Extracted information
►

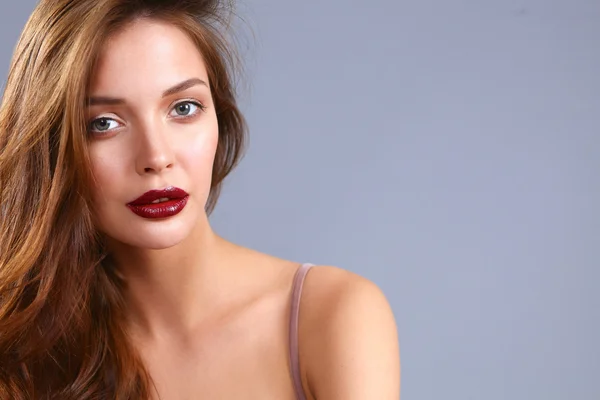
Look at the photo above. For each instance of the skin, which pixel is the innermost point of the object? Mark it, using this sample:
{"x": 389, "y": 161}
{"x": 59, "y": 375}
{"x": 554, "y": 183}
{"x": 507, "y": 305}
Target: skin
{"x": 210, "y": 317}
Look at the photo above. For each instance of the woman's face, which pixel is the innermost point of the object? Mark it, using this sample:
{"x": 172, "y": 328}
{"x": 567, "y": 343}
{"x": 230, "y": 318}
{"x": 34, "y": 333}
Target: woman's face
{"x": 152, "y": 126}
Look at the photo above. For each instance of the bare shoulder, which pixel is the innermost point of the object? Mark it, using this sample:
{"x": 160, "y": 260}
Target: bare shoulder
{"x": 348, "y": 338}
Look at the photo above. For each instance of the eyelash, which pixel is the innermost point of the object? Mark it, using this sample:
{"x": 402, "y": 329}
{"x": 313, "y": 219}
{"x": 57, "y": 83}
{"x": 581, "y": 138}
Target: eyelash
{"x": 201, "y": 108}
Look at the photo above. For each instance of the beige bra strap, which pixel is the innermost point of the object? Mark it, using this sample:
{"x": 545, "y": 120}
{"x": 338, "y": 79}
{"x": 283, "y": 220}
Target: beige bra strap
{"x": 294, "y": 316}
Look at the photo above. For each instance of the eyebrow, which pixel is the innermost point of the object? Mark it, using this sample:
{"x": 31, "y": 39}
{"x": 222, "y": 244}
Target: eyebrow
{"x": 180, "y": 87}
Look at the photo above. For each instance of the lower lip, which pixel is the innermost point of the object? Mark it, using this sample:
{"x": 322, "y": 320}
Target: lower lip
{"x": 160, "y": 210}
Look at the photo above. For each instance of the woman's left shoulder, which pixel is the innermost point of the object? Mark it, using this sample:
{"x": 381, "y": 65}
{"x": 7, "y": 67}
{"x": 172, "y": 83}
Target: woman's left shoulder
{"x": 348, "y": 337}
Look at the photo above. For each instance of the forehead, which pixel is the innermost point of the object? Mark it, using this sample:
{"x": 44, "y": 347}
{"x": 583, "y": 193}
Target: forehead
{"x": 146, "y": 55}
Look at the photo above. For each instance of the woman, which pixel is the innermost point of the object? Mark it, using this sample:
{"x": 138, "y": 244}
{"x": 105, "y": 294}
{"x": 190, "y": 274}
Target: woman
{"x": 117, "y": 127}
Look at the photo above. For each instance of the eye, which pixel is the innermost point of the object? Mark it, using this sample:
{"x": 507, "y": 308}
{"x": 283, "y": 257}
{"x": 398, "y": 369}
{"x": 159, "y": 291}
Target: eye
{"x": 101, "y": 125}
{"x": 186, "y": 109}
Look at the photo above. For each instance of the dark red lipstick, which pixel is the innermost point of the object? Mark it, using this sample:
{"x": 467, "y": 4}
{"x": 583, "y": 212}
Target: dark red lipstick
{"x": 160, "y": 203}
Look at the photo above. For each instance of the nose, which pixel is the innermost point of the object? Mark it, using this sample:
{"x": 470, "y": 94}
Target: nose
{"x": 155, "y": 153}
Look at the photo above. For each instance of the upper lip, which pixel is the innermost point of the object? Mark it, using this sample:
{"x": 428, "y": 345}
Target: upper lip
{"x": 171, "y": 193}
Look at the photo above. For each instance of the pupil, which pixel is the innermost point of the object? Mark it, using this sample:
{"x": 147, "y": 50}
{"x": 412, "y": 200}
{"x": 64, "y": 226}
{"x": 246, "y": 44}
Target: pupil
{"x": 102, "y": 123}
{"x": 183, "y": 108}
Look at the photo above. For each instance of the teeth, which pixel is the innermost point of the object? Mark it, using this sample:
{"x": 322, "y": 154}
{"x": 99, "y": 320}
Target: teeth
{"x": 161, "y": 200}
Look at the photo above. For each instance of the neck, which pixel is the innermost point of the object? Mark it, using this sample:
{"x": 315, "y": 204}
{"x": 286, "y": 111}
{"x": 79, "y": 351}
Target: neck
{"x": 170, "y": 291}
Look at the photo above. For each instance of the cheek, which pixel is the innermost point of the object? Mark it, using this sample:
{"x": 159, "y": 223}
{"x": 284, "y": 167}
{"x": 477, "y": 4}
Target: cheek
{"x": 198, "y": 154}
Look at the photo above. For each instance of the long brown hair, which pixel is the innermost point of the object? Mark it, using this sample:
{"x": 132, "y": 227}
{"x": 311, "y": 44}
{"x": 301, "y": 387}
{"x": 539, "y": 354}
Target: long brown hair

◄

Exercise aim
Search the material for "brown" and copy each matching line.

Response
Look at the photo above. For each instance of the long brown hair, which pixel is the innermost point of the object? Mark it, using this sample:
Target: long brown hair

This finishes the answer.